**** Extrait du texte

Pierre Fraser a publié un billet intitulé Esclavage moderne : enchaînés aux milliers de fils invisibles de la communication qui a laissé croire qu’il contredisait mon théorème : la liberté, c’est le lien.

Pierre parle en fait des liens imbéciles, de ces liens maître-esclaves, liens de dépendance, qui nous attachent plus qu’ils nous libèrent. Je parle des liens qui véhiculent les interactions du flux, qui en sont la colonne vertébrale, des liens réciproques et vivants.

Par exemple, mon lien avec Pierre, qui ne se résume pas à des hyperliens entre nos blogs, mais aussi à des conversations, des lectures croisées. Je pense aux liens avec mes amis, avec ceux avec qui j’interagis, aussi bien en ligne qu’in real life. C’est pour cette raison que chaque fois que je vais à Paris j’essaie de rencontrer des gens que je ne connais pas et que j’en fais l’annonce publique (même si parfois les contraintes de temps ne me laissent pas nouer autant de liens que j’aimerais).

Je connais beaucoup d’infovores, liés aux médias dont ils absorbent continuellement les inepties. Ce lien bien évidemment ne les libère pas, pas plus que le lien avec la coke ne libère le cocaïnomane.

Le lien ne devient réciproque que si le récepteur d’une information peut réagir avec son émetteur dans une boucle constructive, qui se traduira peut-être par de nouveaux articles et de longues conversations en terrasse de café. C’est sur ce mode que j’ai toujours conçu le blog, un exercice de communication bidirectionnelle. Et je déteste la presse parce qu’elle ne me fait pas entrer dans cette dimension, me laissant dans le fauteuil du consommateur passif qui ne peut que s’énerver dans son coin (ou poster des commentaires sans conséquence sur des sites sans conséquence).

********
**** Extrait de données

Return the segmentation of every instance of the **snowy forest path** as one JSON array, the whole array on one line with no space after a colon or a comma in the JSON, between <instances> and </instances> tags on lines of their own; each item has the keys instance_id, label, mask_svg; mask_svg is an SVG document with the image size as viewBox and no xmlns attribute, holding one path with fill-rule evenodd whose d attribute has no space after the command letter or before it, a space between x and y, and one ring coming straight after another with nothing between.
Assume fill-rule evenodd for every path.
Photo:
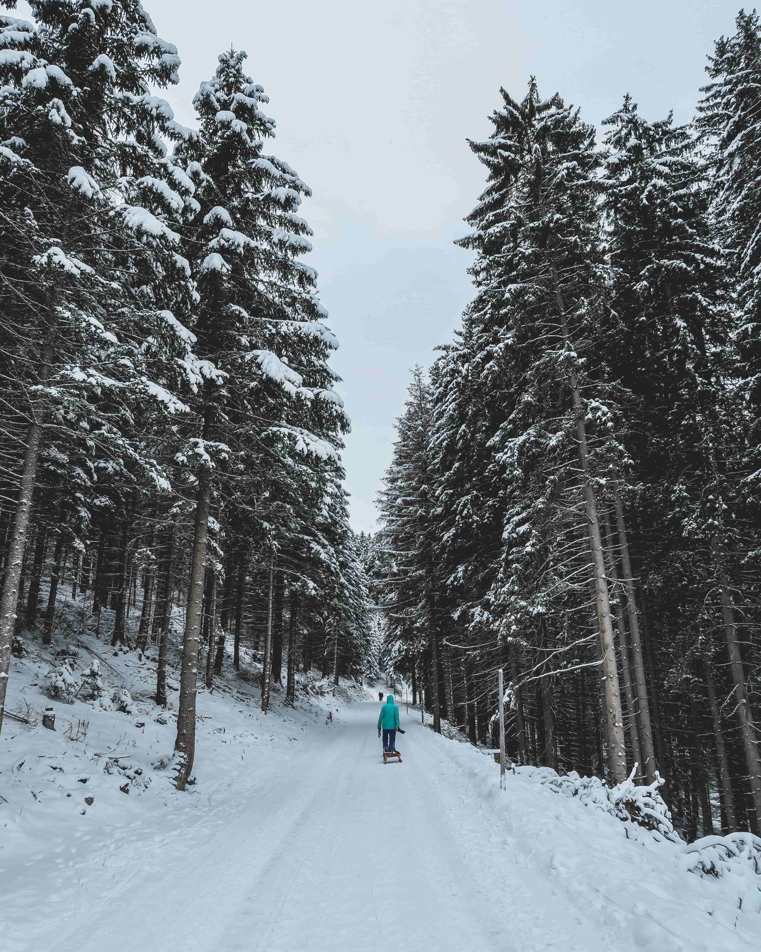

********

▶ [Objectif] D'après l'extrait du texte, à quelle condition le lien devient-il réciproque ?

▶ [Réponse rédigée] Le lien devient réciproque seulement si le récepteur d'une information peut réagir avec son émetteur dans une boucle constructive.